EXERCISE — Output the material word for word. Leave each picture out.

[Pointing records]
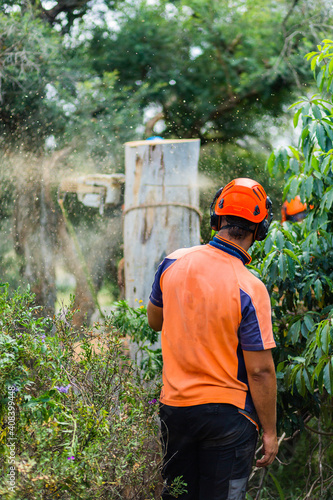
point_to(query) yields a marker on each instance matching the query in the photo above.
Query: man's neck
(245, 243)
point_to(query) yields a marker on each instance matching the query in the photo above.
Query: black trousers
(211, 446)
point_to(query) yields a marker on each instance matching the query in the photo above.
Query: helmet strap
(240, 226)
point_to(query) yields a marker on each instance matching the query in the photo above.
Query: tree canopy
(204, 69)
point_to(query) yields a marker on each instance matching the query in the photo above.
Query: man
(218, 371)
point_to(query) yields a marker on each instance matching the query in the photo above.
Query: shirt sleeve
(156, 296)
(255, 331)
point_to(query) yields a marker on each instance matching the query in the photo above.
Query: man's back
(208, 295)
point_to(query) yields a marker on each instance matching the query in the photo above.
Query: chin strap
(246, 228)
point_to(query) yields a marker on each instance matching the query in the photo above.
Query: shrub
(84, 423)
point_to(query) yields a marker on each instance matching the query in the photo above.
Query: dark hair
(237, 227)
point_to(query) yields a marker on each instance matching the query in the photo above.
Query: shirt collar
(230, 248)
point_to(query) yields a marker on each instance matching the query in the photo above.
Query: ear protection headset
(245, 199)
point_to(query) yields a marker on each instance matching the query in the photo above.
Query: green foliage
(295, 260)
(134, 323)
(85, 425)
(214, 68)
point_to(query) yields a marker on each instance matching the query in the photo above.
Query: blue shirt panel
(249, 330)
(156, 292)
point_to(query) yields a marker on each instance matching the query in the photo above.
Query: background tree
(295, 263)
(71, 80)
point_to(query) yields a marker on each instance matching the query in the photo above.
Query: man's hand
(262, 381)
(270, 449)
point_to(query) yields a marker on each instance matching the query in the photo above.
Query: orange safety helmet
(294, 210)
(243, 198)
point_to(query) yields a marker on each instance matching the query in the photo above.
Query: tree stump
(161, 211)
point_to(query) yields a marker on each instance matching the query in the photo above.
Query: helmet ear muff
(263, 226)
(215, 220)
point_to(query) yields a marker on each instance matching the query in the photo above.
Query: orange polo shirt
(213, 309)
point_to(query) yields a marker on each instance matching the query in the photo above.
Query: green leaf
(294, 331)
(309, 186)
(300, 383)
(318, 289)
(270, 162)
(328, 377)
(314, 62)
(292, 255)
(316, 112)
(329, 199)
(307, 380)
(325, 338)
(282, 262)
(309, 323)
(296, 117)
(321, 136)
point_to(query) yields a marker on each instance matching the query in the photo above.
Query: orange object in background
(294, 210)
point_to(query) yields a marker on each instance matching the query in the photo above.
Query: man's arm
(155, 316)
(262, 382)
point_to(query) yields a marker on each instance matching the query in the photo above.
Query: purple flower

WRITTEN ANSWER —
point_to(query) yields a marker on each instance matching the query in the photo above.
Query: man's neck
(245, 243)
point_to(query) yields a marker on each instance matching the query in the photo above.
Query: black trousers
(211, 446)
point_to(query) yields a marker on each instance matching the query in the photo above.
Query: helmet strap
(240, 226)
point_to(query) yields a marker on each instance matching the query in the photo above.
Query: tree canopy
(204, 69)
point_to(query) yields a marker on each instance matching the query in the photo above.
Query: man
(218, 371)
point_to(query) yields a marker on each instance matching the query in the photo above.
Query: shirt sleeve
(156, 296)
(255, 331)
point_to(query) yields a marker on each instance matching the query in the photo above.
Query: man's back
(208, 295)
point_to(query) yields a marker on each instance matching the query in the photo above.
Query: chin strap
(246, 228)
point_to(query) yields a marker on each instance matching the query in the photo above.
Query: shrub
(84, 423)
point_to(query) yields a marker on each instance matching the query in the photo above.
Query: dark hair
(237, 227)
point_to(query) yields a marker on each instance matching the query in the photo above.
Query: shirt collar
(230, 248)
point_to(query) yields a marker on each instance matching the query in the photo above.
Query: ear protection headset
(245, 199)
point_to(query) yields a marker on each instance matching the query in the photo above.
Query: green foliage
(295, 260)
(134, 323)
(85, 425)
(214, 68)
point_to(query) yields a marker on each instance matching the query in the photo above.
Query: blue shirt panel
(249, 330)
(156, 292)
point_to(query) yields a marker on each instance matching the query in the photo above.
Query: background tree
(295, 263)
(71, 80)
point_to(query) yields a marker on each instance matching the query in the photo above.
Query: man's hand
(262, 381)
(270, 449)
point_to(query) yields a marker on each instance matching the query in the photo above.
Query: orange safety helmet
(294, 210)
(243, 198)
point_to(query) yields a marker on each instance matching the query in the photo above.
Query: tree stump
(161, 211)
point_to(query) yields a marker on each instance matching the query in the photo above.
Query: helmet ear muff
(263, 226)
(215, 220)
point_to(query) yields a marker on each instance matching the query in the photo above.
Query: orange polo shirt
(213, 309)
point_to(query) yields a marker on each instance matching the query in the photo above.
Query: green leaf
(294, 331)
(309, 186)
(300, 383)
(318, 289)
(270, 162)
(328, 377)
(314, 62)
(292, 255)
(316, 112)
(329, 199)
(307, 380)
(325, 338)
(282, 262)
(309, 323)
(296, 117)
(321, 136)
point_to(query) yields a marker on each instance matching the query in the photo above.
Query: orange object in background
(294, 210)
point_to(query) yields a marker on each instance matching the query in the photo above.
Query: man's arm
(155, 316)
(262, 382)
point_to(query) yields a marker on each instance matching the query in the photo above.
Query: purple flower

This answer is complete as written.